Point-per-instance localization data
::::::::

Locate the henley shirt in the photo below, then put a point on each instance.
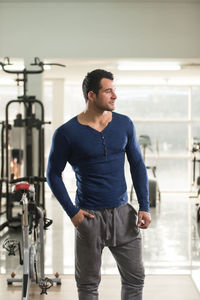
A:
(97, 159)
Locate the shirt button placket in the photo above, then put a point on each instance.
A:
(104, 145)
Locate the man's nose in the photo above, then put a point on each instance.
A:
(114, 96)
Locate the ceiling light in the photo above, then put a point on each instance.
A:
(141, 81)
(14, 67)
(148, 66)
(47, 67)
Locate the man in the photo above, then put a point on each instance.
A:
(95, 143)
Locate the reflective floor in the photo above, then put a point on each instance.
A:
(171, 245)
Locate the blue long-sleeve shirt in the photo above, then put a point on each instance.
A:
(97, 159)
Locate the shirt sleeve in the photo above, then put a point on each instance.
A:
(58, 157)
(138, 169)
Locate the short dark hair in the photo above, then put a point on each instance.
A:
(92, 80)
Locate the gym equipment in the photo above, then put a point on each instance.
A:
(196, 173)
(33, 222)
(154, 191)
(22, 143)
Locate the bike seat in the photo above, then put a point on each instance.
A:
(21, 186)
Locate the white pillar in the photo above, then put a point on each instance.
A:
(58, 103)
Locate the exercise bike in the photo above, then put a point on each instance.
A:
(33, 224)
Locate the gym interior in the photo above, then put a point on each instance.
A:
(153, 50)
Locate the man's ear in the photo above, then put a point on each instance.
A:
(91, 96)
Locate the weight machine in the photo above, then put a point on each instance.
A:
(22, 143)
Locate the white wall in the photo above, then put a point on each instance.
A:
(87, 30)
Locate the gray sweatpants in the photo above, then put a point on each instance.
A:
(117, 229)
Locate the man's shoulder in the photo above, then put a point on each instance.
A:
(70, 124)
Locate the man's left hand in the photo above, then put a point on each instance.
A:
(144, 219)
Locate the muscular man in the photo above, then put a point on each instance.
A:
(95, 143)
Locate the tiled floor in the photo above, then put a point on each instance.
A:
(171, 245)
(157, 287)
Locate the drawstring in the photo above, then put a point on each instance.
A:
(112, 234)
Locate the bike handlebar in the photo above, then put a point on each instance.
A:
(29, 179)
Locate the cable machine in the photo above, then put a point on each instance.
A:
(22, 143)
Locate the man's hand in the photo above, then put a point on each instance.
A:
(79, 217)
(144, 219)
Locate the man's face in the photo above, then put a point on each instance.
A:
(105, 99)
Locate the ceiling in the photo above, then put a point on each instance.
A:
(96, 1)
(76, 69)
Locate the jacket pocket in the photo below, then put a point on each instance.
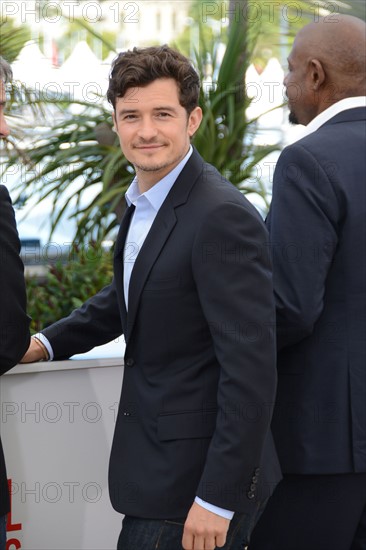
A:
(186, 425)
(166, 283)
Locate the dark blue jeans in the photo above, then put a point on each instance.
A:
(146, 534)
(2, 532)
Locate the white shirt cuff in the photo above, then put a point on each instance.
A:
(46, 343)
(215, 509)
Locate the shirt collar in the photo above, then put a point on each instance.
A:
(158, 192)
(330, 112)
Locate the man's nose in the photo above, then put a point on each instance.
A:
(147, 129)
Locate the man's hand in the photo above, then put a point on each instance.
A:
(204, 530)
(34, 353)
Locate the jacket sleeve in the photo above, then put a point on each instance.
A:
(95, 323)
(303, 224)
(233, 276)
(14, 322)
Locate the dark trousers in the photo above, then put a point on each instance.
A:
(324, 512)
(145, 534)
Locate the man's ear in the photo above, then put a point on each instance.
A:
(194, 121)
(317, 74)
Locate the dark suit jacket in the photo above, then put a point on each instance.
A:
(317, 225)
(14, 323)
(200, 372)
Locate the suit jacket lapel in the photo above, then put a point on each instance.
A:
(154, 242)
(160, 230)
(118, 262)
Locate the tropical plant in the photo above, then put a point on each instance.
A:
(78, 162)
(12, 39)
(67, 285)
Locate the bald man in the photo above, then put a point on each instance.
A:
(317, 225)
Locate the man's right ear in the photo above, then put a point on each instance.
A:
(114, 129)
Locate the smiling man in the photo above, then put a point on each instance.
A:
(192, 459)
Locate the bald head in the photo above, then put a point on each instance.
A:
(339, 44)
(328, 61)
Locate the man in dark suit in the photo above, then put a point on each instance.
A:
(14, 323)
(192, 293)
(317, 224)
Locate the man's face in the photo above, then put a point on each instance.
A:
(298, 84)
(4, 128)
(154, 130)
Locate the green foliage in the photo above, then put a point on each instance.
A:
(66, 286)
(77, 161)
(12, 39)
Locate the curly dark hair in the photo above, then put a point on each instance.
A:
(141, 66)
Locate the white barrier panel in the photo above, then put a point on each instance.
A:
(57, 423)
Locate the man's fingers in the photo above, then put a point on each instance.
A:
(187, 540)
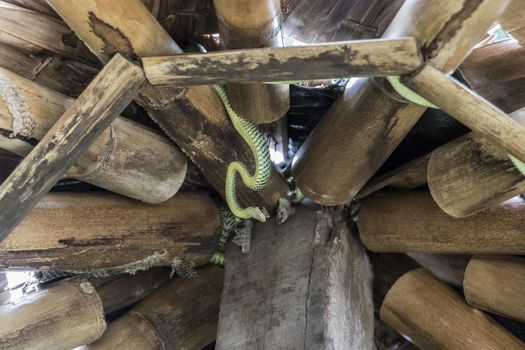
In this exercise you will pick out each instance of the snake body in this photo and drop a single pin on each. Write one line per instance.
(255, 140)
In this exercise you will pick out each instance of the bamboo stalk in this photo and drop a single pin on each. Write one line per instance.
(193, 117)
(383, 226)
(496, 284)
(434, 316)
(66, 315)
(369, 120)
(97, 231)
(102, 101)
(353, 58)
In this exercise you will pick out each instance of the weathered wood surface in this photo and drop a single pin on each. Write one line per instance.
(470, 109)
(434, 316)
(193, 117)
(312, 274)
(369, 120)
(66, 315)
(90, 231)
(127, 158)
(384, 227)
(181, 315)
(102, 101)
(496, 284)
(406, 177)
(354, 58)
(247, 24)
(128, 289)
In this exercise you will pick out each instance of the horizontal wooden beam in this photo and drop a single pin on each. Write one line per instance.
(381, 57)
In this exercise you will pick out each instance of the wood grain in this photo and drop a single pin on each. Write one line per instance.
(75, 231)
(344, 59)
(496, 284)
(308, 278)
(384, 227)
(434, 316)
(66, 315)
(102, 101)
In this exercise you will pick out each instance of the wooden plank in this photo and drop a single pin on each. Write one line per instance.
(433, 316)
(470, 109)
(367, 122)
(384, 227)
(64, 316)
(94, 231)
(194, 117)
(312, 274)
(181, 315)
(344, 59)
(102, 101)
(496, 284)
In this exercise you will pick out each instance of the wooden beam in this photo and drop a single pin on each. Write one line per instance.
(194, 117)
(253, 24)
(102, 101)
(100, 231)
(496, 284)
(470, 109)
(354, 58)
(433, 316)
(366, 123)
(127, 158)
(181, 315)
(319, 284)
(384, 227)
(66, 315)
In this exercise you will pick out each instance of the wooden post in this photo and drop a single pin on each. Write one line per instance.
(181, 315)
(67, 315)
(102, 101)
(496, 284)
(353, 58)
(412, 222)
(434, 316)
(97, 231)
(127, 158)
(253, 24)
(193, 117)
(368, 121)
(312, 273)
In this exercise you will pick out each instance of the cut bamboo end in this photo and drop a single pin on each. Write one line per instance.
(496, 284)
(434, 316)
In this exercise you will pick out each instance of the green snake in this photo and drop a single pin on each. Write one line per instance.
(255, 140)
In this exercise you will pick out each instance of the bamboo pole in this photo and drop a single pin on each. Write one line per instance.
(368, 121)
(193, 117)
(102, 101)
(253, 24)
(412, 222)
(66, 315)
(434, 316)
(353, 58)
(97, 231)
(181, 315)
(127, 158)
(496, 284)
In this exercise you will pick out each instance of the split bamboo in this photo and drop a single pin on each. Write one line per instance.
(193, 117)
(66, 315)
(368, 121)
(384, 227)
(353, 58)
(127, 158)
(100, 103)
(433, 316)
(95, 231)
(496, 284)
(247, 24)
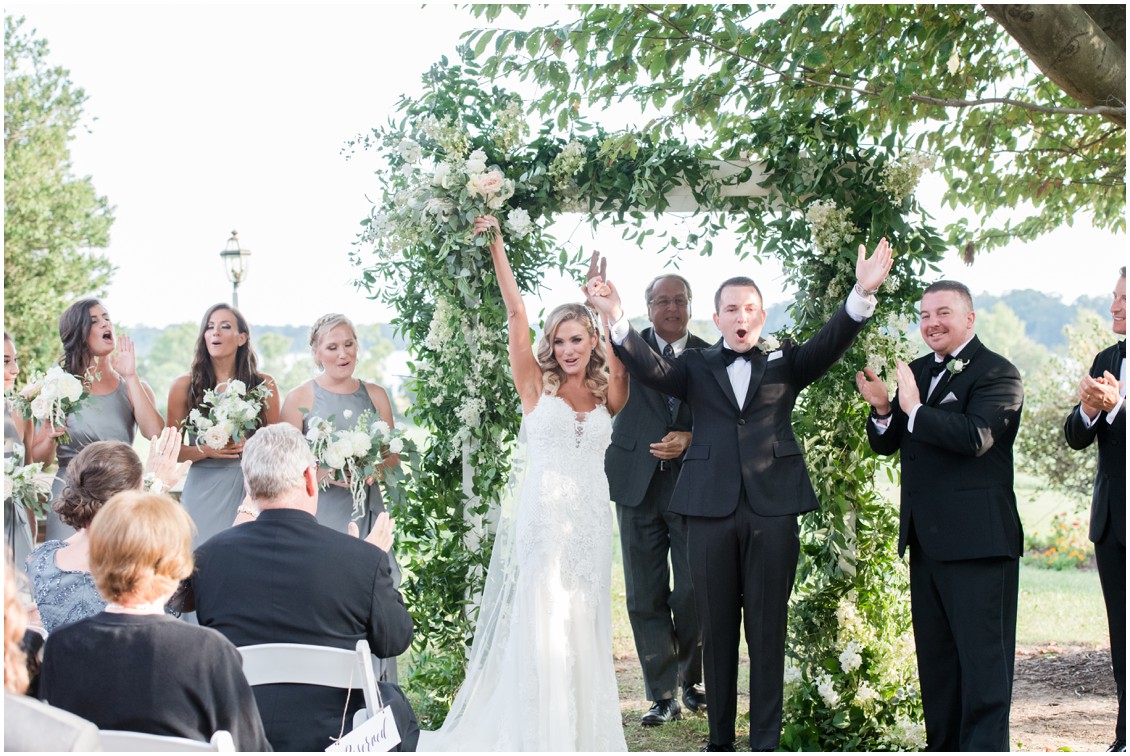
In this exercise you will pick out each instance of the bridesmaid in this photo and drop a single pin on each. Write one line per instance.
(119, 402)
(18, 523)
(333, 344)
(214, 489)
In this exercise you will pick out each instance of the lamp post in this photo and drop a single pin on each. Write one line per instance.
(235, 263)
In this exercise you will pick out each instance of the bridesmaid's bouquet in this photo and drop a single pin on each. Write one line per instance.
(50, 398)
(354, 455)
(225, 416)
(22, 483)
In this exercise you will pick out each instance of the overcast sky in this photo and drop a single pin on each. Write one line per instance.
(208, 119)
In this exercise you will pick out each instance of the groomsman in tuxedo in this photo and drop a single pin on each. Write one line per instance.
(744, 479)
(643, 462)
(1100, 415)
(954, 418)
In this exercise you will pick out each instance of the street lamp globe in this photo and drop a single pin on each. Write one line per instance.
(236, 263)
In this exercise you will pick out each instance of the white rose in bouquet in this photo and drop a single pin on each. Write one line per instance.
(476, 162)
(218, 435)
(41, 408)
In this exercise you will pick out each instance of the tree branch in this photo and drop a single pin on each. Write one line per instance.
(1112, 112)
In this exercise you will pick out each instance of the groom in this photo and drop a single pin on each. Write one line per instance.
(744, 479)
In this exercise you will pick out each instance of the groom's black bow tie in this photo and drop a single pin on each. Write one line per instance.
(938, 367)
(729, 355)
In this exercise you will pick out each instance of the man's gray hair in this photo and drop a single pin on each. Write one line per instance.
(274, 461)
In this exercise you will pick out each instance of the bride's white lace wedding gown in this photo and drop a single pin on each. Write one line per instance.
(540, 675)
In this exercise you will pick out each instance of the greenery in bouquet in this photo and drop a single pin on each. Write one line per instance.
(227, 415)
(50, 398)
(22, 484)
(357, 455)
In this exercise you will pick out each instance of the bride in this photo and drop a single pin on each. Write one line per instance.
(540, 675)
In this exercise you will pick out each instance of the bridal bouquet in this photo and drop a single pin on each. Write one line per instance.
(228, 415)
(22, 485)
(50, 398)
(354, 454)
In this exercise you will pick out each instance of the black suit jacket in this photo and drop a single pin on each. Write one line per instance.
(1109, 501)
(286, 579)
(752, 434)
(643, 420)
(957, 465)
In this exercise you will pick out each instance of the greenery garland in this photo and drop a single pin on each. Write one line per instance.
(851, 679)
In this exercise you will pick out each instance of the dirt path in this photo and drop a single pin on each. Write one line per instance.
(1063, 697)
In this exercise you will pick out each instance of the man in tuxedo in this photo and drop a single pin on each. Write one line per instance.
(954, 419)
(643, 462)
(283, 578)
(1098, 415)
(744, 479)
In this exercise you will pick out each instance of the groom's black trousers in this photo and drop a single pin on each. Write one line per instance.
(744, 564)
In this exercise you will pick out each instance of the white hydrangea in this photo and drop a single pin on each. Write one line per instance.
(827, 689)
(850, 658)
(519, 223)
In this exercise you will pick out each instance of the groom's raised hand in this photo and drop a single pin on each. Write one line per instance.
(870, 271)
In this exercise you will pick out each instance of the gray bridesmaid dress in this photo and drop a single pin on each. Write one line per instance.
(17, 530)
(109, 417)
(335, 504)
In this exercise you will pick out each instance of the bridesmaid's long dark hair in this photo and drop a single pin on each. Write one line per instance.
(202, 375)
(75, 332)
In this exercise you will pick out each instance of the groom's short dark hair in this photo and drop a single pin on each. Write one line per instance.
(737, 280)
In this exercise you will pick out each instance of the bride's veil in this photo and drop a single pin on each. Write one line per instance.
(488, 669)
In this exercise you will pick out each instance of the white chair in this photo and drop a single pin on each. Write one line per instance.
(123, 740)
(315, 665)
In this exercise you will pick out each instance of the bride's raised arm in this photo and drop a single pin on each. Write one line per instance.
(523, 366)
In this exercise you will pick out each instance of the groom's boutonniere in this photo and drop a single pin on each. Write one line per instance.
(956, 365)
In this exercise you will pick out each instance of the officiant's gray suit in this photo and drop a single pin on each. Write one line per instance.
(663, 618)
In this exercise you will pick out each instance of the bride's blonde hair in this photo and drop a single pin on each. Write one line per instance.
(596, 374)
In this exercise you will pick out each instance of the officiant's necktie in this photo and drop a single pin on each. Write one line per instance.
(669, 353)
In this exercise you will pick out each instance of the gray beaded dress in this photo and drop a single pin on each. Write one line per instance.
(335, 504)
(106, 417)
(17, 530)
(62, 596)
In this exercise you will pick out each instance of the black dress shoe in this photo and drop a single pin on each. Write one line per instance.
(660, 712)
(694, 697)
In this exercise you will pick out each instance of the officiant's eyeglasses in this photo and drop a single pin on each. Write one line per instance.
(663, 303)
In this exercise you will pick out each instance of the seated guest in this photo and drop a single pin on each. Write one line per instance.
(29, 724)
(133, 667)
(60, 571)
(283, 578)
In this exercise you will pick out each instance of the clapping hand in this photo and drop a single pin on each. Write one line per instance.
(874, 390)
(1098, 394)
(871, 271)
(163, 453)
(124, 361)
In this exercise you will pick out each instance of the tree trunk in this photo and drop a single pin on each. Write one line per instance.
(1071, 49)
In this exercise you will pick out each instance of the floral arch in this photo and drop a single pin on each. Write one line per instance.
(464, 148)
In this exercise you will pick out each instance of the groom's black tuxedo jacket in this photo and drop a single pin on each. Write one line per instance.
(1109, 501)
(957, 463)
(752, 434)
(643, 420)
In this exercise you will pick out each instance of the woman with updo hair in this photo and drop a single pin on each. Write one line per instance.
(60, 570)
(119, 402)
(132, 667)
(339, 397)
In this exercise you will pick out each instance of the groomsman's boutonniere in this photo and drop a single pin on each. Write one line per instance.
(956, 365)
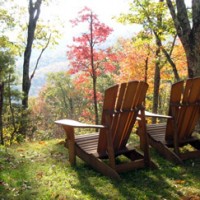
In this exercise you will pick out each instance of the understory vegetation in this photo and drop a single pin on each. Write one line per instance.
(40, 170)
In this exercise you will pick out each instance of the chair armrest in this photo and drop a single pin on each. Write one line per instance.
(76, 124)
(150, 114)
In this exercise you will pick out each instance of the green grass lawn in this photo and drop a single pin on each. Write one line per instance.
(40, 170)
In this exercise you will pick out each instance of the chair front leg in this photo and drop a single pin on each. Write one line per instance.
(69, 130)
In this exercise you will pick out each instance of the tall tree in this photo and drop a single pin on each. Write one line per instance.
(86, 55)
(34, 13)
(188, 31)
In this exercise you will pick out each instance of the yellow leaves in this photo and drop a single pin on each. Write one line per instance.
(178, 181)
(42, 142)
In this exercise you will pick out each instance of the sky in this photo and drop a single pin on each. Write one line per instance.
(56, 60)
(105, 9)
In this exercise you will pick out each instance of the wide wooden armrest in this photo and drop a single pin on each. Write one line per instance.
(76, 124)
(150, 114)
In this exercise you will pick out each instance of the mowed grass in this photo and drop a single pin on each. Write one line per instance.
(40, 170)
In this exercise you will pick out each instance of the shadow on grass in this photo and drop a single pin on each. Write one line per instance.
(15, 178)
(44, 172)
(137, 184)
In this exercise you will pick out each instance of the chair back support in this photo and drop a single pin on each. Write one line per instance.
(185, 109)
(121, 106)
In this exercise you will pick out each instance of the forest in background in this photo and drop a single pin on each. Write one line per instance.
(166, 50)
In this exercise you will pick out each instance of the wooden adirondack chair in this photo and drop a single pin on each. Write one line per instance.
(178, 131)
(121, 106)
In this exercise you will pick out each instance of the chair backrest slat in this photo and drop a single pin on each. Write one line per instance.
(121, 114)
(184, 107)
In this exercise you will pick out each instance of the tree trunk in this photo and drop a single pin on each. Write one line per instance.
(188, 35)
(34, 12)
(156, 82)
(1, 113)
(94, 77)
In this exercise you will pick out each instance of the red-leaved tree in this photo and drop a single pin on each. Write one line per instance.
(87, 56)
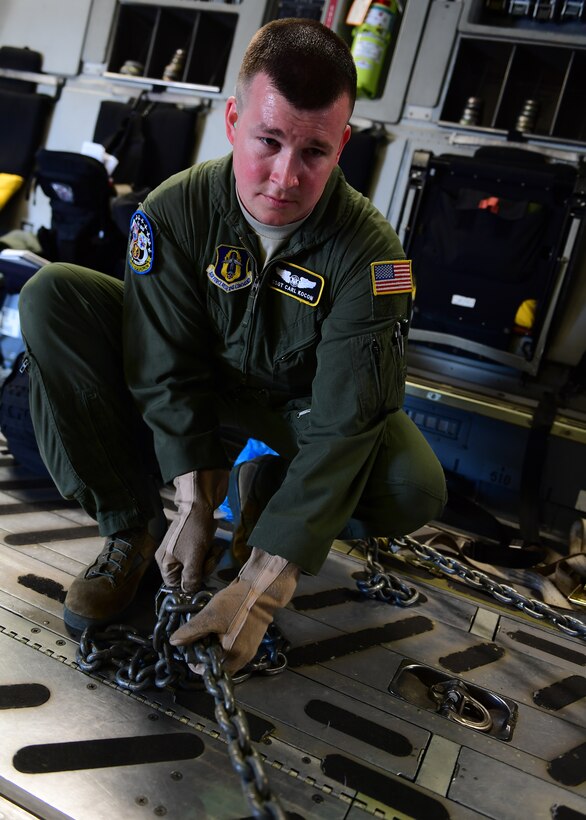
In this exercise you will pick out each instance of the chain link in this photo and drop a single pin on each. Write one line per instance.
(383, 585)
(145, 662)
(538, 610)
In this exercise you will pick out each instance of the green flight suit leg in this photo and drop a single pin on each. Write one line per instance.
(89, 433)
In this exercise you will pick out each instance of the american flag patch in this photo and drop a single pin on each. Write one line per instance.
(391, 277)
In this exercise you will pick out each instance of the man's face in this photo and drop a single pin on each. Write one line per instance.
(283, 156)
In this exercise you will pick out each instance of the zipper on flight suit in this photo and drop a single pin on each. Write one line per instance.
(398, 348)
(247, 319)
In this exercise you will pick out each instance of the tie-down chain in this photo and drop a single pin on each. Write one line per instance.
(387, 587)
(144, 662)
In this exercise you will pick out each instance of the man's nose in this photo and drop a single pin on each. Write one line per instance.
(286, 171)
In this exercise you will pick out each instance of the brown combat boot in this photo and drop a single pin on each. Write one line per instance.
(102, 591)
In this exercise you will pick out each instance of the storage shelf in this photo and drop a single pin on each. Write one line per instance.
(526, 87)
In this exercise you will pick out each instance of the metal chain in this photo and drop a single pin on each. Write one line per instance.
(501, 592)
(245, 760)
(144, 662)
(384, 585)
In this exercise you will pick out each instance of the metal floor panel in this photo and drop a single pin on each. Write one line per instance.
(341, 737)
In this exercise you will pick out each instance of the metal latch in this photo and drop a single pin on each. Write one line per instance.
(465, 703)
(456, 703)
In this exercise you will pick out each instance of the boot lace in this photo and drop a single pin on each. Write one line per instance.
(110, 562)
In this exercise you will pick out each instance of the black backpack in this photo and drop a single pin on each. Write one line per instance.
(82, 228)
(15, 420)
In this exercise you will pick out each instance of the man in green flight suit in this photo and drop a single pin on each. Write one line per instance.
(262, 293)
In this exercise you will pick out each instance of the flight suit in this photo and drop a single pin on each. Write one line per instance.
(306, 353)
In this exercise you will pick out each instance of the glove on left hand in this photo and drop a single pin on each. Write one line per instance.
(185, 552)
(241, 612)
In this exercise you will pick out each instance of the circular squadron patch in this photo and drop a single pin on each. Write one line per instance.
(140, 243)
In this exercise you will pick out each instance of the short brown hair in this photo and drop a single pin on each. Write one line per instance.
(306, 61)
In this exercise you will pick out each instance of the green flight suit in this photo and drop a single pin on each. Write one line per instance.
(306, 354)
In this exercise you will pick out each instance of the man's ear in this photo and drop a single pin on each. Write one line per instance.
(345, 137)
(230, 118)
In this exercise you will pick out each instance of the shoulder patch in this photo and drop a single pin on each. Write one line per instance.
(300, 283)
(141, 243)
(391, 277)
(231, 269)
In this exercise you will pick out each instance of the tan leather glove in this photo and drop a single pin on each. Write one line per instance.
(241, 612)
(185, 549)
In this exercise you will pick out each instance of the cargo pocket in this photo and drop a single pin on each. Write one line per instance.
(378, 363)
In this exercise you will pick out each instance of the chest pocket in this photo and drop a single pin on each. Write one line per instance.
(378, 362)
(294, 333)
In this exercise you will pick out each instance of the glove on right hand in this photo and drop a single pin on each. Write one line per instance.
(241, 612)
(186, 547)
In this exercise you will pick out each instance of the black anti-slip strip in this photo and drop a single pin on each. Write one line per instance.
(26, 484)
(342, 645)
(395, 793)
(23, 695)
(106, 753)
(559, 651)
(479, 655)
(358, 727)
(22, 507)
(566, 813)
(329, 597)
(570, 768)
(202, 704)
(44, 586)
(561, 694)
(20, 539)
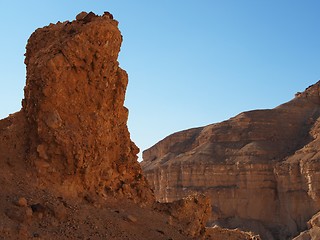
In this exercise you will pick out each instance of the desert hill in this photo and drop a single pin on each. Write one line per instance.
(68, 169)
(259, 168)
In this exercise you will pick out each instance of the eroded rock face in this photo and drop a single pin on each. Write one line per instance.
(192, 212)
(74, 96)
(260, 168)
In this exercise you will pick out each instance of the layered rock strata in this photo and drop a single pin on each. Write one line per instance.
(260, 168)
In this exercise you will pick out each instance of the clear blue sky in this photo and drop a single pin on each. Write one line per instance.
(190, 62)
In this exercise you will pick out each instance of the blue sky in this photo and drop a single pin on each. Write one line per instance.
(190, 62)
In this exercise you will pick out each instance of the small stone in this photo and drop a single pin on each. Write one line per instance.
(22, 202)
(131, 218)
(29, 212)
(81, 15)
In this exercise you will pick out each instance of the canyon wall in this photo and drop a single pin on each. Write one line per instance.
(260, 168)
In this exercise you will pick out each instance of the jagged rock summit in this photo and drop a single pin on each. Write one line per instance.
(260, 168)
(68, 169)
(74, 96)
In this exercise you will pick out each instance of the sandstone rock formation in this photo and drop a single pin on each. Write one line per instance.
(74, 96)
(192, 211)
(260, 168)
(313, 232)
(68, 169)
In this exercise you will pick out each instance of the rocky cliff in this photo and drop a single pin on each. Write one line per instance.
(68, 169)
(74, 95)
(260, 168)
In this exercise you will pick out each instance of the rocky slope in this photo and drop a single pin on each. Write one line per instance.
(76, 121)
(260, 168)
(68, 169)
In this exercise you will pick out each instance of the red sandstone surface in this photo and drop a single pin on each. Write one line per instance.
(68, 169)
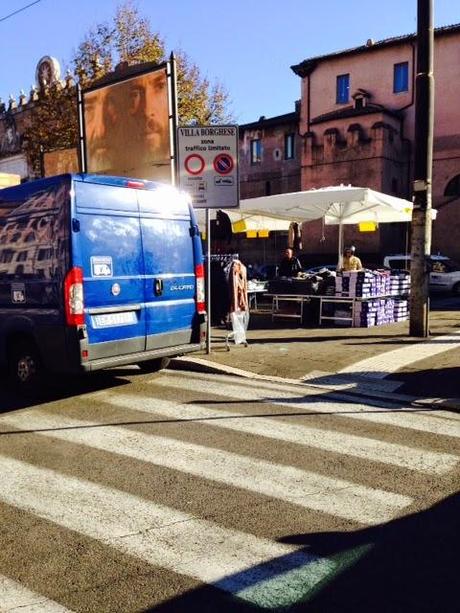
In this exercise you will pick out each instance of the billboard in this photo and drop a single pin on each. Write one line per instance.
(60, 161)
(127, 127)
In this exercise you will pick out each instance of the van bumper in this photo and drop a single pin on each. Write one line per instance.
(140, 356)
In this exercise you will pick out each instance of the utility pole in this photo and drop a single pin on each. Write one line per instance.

::::::::

How to complete this task - Lines with "machine": find them in the data and copy each one.

Answer box -
Locate the weight machine in the photo above, then put a point on each instance.
Locate the cable machine in the photo above, then put a point on each instance.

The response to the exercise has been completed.